[Opening Document segment section]

In the nineteenth century Pasteur opposed the orthodox medicine of his day when he showed that certain diseases were communicable and were transmitted via pathogenic microbes. It was difficult for his contemporaries to believe that these tiny invisible organisms could wreak such havoc on the human body. When eventually they accepted the obvious, a totally new theory of medicine was put into place. In their enthusiasm, doctors went to the extreme and created the dogma that all diseases were caused by microbes. To a certain degree, this is the medical paradigm that we live with today.
But Pasteur himself had his challenger. Another Frenchman, Bechamp, insisted that the ultimate determiner of illness was not the microbe but the body’s ability to resist it. He did not, of course, speak of the immune system as such. But his message was clear: the terrain, not the invader, was what mattered. Disease was the result – not the initial cause – of a damaged terrain.
Pasteur seemed to be the winner of this historic battle, and Bechamp passed into obscurity. But today their dispute is more relevant than ever. The bodily terrain of twenty-first century people is being damaged, and Pasteur’s microbes are not to blame. Our immune systems are under siege; conventional medicine can only deal with the problem by denying it. The sufferers stagger along from doctor to doctor, seeking answers. They encounter the guardians of the old dogma, the descendants of Pasteur, who can give them none.
In the midst of this dilemma, new insights are being born, challenging the hegemony of the old germ theory. More and more evidence shows that immune dysfunction is being caused by exposure to toxic substances in our environment. Ironically, these very substances were supposed to make our lives healthier, happier, and easier. Our internal terrain is collapsing under their impact.

[Closing Document segment section]

Tasks to perform.
• a. In the passage about Pasteur and Bechamp, what did Bechamp insist was the ultimate determiner of illness?
• b. Write the next part of the passage about Pasteur and Bechamp, starting after its final sentence.
The records that follow have no connection to the passage about Pasteur and Bechamp.

[Opening Information shown section]

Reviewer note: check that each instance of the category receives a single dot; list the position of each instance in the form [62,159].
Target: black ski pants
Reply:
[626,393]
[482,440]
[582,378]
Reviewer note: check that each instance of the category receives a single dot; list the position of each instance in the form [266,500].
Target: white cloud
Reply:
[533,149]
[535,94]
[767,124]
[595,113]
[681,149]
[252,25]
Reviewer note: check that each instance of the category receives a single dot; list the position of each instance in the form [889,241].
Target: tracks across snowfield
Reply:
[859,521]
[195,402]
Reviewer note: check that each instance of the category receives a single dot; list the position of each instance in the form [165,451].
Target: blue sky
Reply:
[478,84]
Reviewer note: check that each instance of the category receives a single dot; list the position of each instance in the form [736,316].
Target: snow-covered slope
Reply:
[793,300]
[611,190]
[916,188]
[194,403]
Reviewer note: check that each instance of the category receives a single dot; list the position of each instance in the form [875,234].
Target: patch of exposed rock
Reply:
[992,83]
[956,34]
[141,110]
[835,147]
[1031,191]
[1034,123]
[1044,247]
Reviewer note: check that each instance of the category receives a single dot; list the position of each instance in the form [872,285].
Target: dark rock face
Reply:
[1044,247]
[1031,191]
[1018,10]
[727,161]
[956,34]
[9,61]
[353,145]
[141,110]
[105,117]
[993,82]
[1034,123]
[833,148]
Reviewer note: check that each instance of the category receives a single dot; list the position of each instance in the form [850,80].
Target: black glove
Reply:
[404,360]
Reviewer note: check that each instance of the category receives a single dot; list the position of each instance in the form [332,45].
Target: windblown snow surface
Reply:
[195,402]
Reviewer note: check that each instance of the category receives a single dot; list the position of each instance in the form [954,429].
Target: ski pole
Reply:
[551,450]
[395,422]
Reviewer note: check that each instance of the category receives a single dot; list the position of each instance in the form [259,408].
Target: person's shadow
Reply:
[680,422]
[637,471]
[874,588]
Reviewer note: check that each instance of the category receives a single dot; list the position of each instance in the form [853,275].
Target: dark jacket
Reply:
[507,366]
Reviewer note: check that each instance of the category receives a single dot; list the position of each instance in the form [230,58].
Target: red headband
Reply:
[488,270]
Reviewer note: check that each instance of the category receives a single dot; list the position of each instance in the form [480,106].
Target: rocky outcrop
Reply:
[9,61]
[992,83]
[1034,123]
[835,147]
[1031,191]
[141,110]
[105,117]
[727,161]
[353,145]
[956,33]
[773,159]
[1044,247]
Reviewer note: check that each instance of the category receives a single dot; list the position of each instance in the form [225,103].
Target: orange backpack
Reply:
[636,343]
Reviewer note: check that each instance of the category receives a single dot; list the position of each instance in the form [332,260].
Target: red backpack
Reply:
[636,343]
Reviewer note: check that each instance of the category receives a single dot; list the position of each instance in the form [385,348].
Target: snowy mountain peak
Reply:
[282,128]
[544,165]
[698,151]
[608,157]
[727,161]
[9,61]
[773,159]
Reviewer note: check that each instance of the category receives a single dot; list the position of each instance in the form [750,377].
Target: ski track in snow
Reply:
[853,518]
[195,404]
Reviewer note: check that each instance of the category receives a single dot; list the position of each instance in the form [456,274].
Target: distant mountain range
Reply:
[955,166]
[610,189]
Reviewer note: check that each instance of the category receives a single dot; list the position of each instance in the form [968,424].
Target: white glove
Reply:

[Closing Information shown section]

Task results.
• a. The body's ability to resist the microbe, not the microbe itself.

• b.
Not until I came across the work of such pioneering doctors as C. Orian Truss, William G. Crook, and Carol Jessop did I realize the role of toxic substances in this devastating illness. When the full story of immune dysfunction illness is known, there will doubtless be a range of contributing factors, such as poverty and malnutrition in third-world countries. But in industrialized societies, the overriding cause, the trigger that fires the bullet, will be the inescapable, ever-increasing toxic assaults of everyday life.
A sad joke is told by the victims of this illness: The good news is, it won’t kill you. The bad news is, it won’t kill you. But the truth is that if it continues long enough, it can in fact be fatal. I was more dead than alive and weighed less than 80 pounds, hardly able to move my body, when I came under the care of the doctor who understood my illness and saved my life when the task seemed all but impossible. Under the guidance of Dr. Marinkovich I was able to take the first tentative steps out of my box, re-entering at last the world that I had lost.
There I encountered many people with symptoms similar to mine. I met an accountant who became weak and ill every time she worked in her office. A gardener who could no longer handle the sprays and fertilizers that were the tools of his trade without collapsing. A flight attendant whose exhaustion was so disabling that she could only work the shortest domestic flights and those only when she was having a “good” day. I read about a young man, full of promise, who endured five years of the illness and then, in despair, hung himself from a tree behind his grandmother’s house.
And yet, in the face of all this very real suffering, influential members of the medical profession still insist that our illness is only imaginary – the product of some sort of mass delusion. But it is they, and not we, who are denying reality.
I wrote this book for those who are ill, and ill-served by the medical establishment. I hope my story will make a difference.